#### Task item:
Your task is to copy the stretch of lines in the records below that begins with the line containing "Record the location of each instance of the white window" and ends with the line containing "Record the location of each instance of the window frame", exactly as written, with nothing added.

Records from a dataset:
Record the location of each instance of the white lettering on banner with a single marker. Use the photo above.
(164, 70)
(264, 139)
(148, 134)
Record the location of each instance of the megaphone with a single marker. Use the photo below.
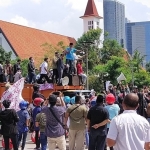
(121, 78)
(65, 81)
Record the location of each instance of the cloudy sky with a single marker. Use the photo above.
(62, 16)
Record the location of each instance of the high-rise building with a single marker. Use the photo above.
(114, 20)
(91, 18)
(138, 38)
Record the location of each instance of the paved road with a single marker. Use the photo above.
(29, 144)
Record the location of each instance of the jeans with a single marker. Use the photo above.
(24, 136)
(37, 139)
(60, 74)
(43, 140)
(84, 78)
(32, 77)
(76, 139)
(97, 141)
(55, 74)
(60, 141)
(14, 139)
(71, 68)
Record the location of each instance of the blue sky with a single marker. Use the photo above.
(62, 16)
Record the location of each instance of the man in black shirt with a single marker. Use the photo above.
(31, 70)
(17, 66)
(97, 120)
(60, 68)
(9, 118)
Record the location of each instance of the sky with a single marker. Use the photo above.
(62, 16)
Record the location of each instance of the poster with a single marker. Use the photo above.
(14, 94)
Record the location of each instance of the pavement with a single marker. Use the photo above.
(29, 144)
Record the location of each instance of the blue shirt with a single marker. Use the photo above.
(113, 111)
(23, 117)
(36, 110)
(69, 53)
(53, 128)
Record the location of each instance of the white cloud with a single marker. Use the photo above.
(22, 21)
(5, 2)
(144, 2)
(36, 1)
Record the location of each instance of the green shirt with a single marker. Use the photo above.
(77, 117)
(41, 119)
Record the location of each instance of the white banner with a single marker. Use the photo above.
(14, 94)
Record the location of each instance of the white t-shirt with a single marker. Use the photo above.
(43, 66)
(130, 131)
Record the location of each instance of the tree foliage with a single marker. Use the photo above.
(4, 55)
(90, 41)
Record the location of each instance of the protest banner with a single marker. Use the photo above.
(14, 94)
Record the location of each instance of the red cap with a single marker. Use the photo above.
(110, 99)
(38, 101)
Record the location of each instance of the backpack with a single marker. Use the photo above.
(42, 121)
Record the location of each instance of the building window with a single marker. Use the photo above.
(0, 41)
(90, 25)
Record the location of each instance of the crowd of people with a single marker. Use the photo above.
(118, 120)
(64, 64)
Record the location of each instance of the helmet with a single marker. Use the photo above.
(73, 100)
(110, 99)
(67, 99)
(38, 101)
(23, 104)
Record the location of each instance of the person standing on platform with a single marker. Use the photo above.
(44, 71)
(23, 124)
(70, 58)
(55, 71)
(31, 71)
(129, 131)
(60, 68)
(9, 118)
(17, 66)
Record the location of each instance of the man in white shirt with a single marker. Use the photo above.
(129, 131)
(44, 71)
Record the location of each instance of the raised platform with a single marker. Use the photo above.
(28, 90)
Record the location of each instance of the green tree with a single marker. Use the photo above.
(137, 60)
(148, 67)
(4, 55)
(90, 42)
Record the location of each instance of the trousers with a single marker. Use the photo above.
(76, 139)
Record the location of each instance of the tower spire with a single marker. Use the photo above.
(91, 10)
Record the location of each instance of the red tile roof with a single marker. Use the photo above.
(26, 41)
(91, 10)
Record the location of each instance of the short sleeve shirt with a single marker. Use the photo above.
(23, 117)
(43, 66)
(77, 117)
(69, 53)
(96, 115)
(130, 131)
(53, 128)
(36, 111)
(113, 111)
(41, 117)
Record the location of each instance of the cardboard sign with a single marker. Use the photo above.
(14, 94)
--
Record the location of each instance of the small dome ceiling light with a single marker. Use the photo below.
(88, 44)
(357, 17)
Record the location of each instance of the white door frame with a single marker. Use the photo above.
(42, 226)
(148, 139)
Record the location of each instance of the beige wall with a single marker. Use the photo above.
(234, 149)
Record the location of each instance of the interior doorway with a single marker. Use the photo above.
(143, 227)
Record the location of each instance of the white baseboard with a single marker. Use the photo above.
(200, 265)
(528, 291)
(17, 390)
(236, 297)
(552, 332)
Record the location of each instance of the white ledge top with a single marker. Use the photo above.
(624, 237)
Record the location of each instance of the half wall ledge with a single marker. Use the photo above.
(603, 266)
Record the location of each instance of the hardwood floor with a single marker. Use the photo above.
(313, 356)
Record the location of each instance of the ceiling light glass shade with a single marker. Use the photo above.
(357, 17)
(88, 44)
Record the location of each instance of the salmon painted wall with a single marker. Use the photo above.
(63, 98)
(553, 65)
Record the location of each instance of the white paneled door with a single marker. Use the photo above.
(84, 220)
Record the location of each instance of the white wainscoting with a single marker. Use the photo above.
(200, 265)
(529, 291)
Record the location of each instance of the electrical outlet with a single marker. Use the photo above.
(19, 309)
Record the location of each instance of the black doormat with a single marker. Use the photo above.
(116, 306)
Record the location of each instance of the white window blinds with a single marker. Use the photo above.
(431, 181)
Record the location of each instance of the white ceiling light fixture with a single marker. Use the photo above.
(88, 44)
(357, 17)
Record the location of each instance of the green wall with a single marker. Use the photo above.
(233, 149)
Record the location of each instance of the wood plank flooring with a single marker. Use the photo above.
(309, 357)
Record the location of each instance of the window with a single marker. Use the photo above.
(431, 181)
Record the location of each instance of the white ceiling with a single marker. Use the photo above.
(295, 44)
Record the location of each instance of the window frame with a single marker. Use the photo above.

#### Your solution:
Record the location of each instance of the white window blinds with a single marker. Use the photo above.
(431, 181)
Record the location of each instance of the white ceiling light fixture with a single marker. Use the photo above.
(88, 44)
(357, 17)
Record the location of each instance of the green wall with a single marker. Use the photo above.
(233, 149)
Record the location of each instance of the wood plank flooring with a single marker. Use the photo above.
(309, 357)
Record the location of each instance of the window with a single marker. Use the photo above.
(431, 181)
Record the location of each instance of the white ceiling with a single marker. Use the photo above.
(295, 44)
Record the location of each instance of the window frame with a single marker. Use the photo above.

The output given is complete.